4. Dias depois, o requerente recebe novo despacho superior, exarado sobre a carta de reclamação:
“Não descortinando o motivo da reclamação do requerente, porquanto o seu pedido de indeferimento foi por mim aceite, confirmo o meu despacho anterior, com base, aliás, em novas evidências de duvidosa competência constatadas no texto ora em apreço.
Notifique-se.
Praia, …
Rubrica”


Nota: Não se sabe se o ilustre Licenciado acabou por entender o que verdadeiramente se passou, mas alguém o terá ajudado nesse sentido, pois não voltou à carga.

terça-feira, 24 de julho de 2007

A história de uma pesquisa na Internet

Há uns anos, propus aos meus alunos de determinada turma, de um dado curso superior, que realizassem trabalhos de pesquisa sobre diversos temas, de entre os quais a "evolução dos paradigmas ou modelos de Inspecção Educativa".

O grupo que escolheu este tema apresentou, em tempo record, um trabalho que, ao ler, descobri, imediatamente, ser um texto meu.

Já me esquecera de que esse texto era um dos vários trabalhos que eu havia enviado, por e-mail, a um colega estrangeiro, que mos solicitara, no âmbito do intercâmbio de trabalhos académicos que vínhamos fazendo.

Por isso, não foi sem surpresa que recebi como alegado trabalho de pesquisa esse texto meu que, do princípio ao fim, não tinha sofido qualquer alteração, a não ser, é claro, as menções da praxe: curso, ano, turma, disciplina e lista dos participantes.

No intervalo, interpelei o responsável do grupo:
- Recebi o “vosso” trabalho, mas não gostei nada do que me aprontaram!
- Porquê, professor? É um bom trabalho!
- Obrigado pelo elogio, mas pedi um trabalho vosso! - retorqui.
- Mas é claro que é nosso: fizemos uma pesquisa na Internet e…
- O quê?! – Interrompi-o, lembrando-me, então, de que o meu colega me tinha perguntado se não me importava que ele publicasse no site da sua universidade, como colaboração minha, alguns dos textos que eu lhe enviara.
- Pois é, prof…
-Pois é, os senhores foram copiar um trabalho meu, publicado na Internet, para, de se seguida, mo apresentarem como de vossa autoria! Uma grande proeza, não?
- …
- Têm mais uma semana para me apresentarem um trabalho vosso, sob pena de receberem zero valores em trabalho de pesquisa. Estamos conversados! - disse eu, entre zangado e divertido.

(Anotações de pontos em fotografias)
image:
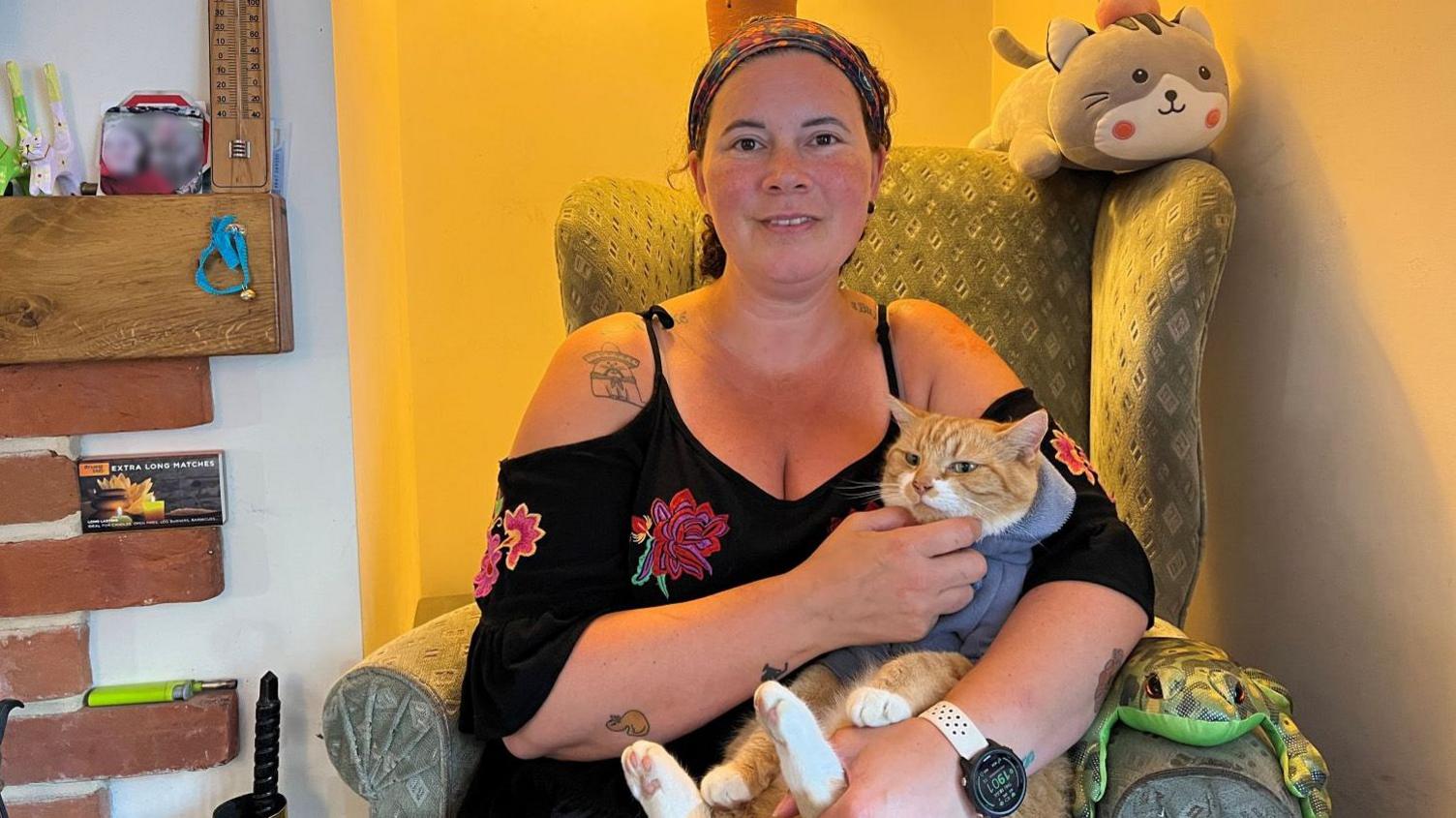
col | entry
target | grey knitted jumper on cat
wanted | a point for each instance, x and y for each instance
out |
(1008, 557)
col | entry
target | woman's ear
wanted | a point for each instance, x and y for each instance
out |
(695, 167)
(903, 412)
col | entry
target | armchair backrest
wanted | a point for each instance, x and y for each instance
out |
(1095, 289)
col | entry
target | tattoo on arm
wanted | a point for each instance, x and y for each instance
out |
(1104, 682)
(632, 722)
(613, 375)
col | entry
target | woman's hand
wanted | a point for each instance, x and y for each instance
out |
(903, 771)
(878, 578)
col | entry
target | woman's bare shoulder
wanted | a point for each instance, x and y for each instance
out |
(942, 363)
(598, 379)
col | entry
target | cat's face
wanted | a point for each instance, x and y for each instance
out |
(944, 466)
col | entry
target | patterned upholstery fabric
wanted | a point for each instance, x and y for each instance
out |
(1095, 289)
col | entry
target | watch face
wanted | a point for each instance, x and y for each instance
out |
(996, 782)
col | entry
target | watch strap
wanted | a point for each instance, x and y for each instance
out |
(956, 728)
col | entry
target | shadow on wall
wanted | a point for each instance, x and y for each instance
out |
(1329, 546)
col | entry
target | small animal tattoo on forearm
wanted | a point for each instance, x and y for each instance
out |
(632, 722)
(613, 375)
(1104, 682)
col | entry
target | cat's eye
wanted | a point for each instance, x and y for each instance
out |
(1153, 685)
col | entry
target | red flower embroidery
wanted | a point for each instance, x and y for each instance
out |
(686, 533)
(1072, 456)
(523, 530)
(513, 536)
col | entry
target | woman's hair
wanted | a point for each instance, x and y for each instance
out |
(765, 35)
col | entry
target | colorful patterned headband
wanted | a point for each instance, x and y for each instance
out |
(763, 34)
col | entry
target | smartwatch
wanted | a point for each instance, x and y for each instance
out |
(991, 774)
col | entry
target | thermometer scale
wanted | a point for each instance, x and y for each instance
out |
(237, 51)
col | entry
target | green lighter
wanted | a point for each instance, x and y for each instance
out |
(152, 691)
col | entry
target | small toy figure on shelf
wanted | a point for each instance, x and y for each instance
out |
(64, 167)
(35, 149)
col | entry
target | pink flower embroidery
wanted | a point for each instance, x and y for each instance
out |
(1072, 456)
(490, 568)
(514, 534)
(523, 530)
(679, 536)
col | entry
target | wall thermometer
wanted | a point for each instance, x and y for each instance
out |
(237, 49)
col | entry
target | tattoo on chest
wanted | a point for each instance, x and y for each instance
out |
(632, 722)
(1104, 682)
(772, 673)
(613, 375)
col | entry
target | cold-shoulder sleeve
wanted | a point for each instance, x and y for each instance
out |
(555, 560)
(1094, 546)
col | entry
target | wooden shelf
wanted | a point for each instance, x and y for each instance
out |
(89, 278)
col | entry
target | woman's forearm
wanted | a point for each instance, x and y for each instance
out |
(1043, 679)
(675, 665)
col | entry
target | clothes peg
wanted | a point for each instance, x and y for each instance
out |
(64, 167)
(35, 149)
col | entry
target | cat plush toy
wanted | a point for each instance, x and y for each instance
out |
(1141, 90)
(938, 468)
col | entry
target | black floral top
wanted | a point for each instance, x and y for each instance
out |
(647, 516)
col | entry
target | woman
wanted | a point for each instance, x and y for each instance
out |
(669, 529)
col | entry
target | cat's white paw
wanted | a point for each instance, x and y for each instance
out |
(725, 786)
(660, 783)
(874, 708)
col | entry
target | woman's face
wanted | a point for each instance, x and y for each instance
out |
(786, 169)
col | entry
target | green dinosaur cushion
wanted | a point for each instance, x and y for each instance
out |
(1193, 693)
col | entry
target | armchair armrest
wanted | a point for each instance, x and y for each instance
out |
(389, 722)
(1161, 246)
(622, 245)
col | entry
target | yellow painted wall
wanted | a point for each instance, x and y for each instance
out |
(493, 109)
(366, 83)
(1331, 552)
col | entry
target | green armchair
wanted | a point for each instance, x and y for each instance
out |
(1097, 289)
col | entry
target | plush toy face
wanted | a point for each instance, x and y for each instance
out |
(1138, 92)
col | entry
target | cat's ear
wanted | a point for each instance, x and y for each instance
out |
(1063, 35)
(1193, 19)
(903, 412)
(1025, 434)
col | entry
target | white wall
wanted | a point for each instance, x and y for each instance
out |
(291, 563)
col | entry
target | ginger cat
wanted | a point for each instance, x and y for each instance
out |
(939, 466)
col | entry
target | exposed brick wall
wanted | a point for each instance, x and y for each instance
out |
(58, 754)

* **Instruções do exercício**
1 - Responda com base no excerto sobre a pesquisa na Internet:
(a) Que data acompanha a publicação intitulada "A história de uma pesquisa na Internet"?
(b) Qual foi o tema escolhido pelo grupo que apresentou o trabalho copiado?
(c) De quanto tempo dispunha o grupo para entregar um trabalho próprio?
2 - Por favor, identifique todas as linhas das entradas em que aparece a palavra "thermometer".
O excerto e as entradas são materiais independentes um do outro.

* **Respostas**
1 -
(a) Terça-feira, 24 de julho de 2007.
(b) A "evolução dos paradigmas ou modelos de Inspecção Educativa".
(c) Mais uma semana.

2 -
target | thermometer scale
target | wall thermometer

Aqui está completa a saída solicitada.